Introduction
p. 35-36
Texte intégral
1Kent Flannery et Joyce Marcus restreignent le terme d’archéologie cognitive à l’étude de tout ce qui, dans les cultures anciennes, est produit par l’activité de l’esprit humain : la cosmologie, la religion, les principes idéologiques qui gouvernent les sociétés et tous les autres traits de comportement intellectuel et symbolique... Bien que les comportements de subsistance ne puissent s’effectuer sans le recours de l’intelligence, ces auteurs les ont expressément omis de leur définition afin de distinguer l’archéologie cognitive de l’archéologie tout court. Ils insistent sur le fait que, sous peine d’être pure spéculation, l’approche cognitive de ces comportements doit être fondée sur des données archéologiques aussi solides que celles utilisées par les archéologues étudiant les activités de subsistance (Renfrew et al, 1993).
2Pour Colin Renfrew, l’archéologie cognitive est l’étude des moyens de pensée des sociétés anciennes ou de leurs membres, étude fondée sur les vestiges matériels qui nous sont parvenus. Comme l’archéologie environnementale et l’archéologie sociale, elle fait partie de l’entreprise générale de l’archéologie, qui consiste à étudier la totalité du passé humain. Et comme pour les autres branches de l’archéologie, elle nécessite qu’on développe des inférences à partir des données archéologiques disponibles. Colin Renfrew reconnaît cependant que le fait de séparer l’archéologie cognitive des autres branches de l’archéologie est artificiel puisque la pensée et l’action humaines sont inséparables (Renfrew et al., 1993).
3Le champ de l’archéologie cognitive doit être subdivisé en deux larges domaines : celui des prédécesseurs de l’homme moderne et celui des hommes modernes eux-mêmes. Le premier s’intéresse au développement des facultés cognitives des plus anciens homininés, qui conduit à l’émergence de l’Homo sapiens. Il constitue à lui seul un vaste champ d’étude. Quel est, par exemple, le lien entre la fabrication des outils et les compétences cognitives ? Quand et comment est apparu le langage ? Quel fut le contexte social qui a permis l’émergence de comportements de coopération dans la chasse et l’habitat ? Toutes ces questions méritent d’être systématiquement explorées avant de commencer à comprendre l’émergence de notre propre espèce et la formation de l’esprit de l’homme moderne.
..............................
Consignes:
• A. D'après l'introduction sur l'archéologie cognitive, en quels deux grands domaines le champ de cette discipline doit-il être subdivisé ?
• B. Recopiez fidèlement tout le passage de l'introduction sur l'archéologie cognitive, depuis « 2Pour Colin Renfrew, l’archéologie » jusqu'à « et al., 1993). ».

Entrées du jeu de données:
..............................
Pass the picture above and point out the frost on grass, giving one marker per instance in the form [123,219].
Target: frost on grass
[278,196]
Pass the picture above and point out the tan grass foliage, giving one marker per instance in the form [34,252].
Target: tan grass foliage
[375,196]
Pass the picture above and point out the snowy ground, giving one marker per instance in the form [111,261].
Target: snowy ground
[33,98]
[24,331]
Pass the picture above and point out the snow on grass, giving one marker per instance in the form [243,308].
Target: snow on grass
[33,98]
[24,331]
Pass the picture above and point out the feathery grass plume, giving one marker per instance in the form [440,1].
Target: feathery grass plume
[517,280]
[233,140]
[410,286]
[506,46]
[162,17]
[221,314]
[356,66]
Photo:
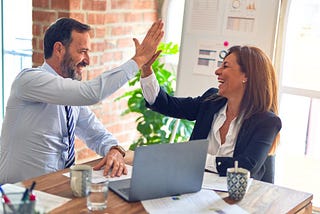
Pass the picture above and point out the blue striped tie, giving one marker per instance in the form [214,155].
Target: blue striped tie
[71,127]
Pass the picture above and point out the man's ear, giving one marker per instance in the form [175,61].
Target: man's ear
[58,48]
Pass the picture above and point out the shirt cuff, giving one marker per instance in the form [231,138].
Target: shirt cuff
[150,88]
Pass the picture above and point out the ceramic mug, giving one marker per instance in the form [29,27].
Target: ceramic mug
[237,182]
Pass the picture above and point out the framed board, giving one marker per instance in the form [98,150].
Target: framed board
[210,27]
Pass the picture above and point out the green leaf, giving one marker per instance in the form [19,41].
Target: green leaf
[153,127]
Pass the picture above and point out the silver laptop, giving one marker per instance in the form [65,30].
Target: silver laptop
[163,170]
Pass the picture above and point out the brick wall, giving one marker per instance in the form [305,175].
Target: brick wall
[114,23]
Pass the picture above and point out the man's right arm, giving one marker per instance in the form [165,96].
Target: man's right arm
[148,48]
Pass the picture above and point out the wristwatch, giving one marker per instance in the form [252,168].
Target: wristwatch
[120,149]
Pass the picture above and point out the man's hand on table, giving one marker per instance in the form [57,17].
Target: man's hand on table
[114,160]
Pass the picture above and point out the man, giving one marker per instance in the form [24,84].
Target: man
[49,104]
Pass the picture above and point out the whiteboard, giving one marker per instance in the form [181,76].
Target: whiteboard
[210,27]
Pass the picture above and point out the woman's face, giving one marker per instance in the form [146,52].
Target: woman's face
[231,79]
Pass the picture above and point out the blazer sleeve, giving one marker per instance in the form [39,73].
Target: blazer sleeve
[180,107]
[253,144]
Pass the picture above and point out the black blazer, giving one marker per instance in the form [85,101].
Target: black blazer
[255,136]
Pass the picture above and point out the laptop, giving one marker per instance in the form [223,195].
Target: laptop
[163,170]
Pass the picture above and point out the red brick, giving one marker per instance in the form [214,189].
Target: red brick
[95,5]
[40,4]
[60,5]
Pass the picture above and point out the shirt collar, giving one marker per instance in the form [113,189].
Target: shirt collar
[48,68]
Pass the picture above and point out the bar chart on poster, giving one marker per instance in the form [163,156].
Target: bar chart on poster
[210,27]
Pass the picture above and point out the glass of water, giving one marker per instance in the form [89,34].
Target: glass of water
[97,198]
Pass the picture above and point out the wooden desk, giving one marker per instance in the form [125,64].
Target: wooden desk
[261,198]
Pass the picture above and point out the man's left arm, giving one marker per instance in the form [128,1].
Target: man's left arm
[100,140]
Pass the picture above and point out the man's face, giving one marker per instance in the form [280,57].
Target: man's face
[76,57]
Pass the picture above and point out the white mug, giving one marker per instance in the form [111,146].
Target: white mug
[80,179]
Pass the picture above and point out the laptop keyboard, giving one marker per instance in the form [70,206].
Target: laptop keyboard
[125,190]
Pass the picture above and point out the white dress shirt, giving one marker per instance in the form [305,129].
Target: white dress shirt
[34,138]
[150,89]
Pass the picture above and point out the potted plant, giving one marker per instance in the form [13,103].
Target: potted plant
[154,127]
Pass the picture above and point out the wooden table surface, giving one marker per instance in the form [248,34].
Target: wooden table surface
[261,197]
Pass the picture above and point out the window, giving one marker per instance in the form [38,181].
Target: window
[298,156]
[16,39]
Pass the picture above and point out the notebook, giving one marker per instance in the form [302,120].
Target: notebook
[163,170]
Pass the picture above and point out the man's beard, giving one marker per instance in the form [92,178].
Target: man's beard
[68,68]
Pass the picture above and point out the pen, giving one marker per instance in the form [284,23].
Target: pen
[32,197]
[7,200]
[26,196]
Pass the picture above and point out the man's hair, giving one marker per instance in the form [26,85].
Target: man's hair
[60,31]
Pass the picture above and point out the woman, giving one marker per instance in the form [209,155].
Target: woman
[239,118]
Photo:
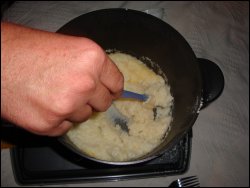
..............................
Corrigé:
• A. Celui des prédécesseurs de l'homme moderne et celui des hommes modernes eux-mêmes.

• B.
2Pour Colin Renfrew, l’archéologie cognitive est l’étude des moyens de pensée des sociétés anciennes ou de leurs membres, étude fondée sur les vestiges matériels qui nous sont parvenus. Comme l’archéologie environnementale et l’archéologie sociale, elle fait partie de l’entreprise générale de l’archéologie, qui consiste à étudier la totalité du passé humain. Et comme pour les autres branches de l’archéologie, elle nécessite qu’on développe des inférences à partir des données archéologiques disponibles. Colin Renfrew reconnaît cependant que le fait de séparer l’archéologie cognitive des autres branches de l’archéologie est artificiel puisque la pensée et l’action humaines sont inséparables (Renfrew et al., 1993).